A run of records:

------------------------------

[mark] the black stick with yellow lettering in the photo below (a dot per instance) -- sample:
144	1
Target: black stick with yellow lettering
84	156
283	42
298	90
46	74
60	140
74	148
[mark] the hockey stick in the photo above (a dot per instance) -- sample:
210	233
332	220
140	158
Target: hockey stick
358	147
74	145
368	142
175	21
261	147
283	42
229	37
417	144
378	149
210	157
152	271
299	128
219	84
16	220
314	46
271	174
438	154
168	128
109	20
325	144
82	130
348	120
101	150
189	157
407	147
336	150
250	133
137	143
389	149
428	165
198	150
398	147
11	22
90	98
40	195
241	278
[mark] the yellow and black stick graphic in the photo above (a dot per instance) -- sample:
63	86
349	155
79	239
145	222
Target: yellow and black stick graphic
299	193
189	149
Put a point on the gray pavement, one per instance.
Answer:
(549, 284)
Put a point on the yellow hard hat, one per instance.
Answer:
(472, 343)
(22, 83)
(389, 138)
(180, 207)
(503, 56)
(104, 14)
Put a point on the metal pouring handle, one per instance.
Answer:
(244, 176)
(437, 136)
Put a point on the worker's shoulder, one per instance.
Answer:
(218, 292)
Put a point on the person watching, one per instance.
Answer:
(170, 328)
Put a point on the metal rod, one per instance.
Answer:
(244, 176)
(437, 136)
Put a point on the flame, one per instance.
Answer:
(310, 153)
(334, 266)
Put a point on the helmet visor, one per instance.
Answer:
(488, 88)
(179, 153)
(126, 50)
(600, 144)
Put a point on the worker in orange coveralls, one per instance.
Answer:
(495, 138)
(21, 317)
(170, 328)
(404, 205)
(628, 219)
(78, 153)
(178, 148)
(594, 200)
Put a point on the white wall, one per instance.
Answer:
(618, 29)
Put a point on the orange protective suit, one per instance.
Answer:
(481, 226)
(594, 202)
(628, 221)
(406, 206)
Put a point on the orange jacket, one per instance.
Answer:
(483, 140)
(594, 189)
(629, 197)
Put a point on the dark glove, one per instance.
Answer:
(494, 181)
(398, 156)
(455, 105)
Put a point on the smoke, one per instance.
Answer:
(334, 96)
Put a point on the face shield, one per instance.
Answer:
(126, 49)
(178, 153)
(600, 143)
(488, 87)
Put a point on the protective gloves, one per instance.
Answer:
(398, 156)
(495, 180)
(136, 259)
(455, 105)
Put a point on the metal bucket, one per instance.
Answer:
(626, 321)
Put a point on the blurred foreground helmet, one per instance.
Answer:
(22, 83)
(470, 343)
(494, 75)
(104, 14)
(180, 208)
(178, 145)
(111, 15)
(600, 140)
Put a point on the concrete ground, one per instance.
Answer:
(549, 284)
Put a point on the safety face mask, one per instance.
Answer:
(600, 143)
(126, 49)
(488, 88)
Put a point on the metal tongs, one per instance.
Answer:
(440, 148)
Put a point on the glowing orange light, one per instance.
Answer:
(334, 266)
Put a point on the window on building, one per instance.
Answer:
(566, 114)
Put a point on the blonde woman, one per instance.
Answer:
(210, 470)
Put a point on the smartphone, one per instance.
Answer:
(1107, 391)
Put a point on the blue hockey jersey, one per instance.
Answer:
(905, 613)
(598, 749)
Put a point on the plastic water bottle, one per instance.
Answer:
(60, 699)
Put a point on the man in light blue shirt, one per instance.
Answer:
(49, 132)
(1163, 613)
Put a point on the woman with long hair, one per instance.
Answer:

------------------------------

(PROBLEM REQUIREMENTS) Can you write out every line from the one containing "Put a point on the window" through the end of the records, keeping the requests and adding 34 to each coordinate in the answers?

(RESULT OF THE EXERCISE)
Put a point on the window on building, one per instance.
Answer:
(600, 148)
Put a point on the blonde woman, one per instance.
Answer:
(244, 504)
Put a point on the smartphone, one per instance.
Answer:
(1141, 425)
Put a point on the blue hockey jersey, one per instance.
Answer:
(939, 647)
(632, 783)
Put a point on the plastic water bottle, one per instance.
Answer:
(94, 733)
Put a point on the man in light blue shirt, one per instance.
Answer:
(83, 166)
(1197, 647)
Put a point on the woman with long hair, one per instance.
Answer:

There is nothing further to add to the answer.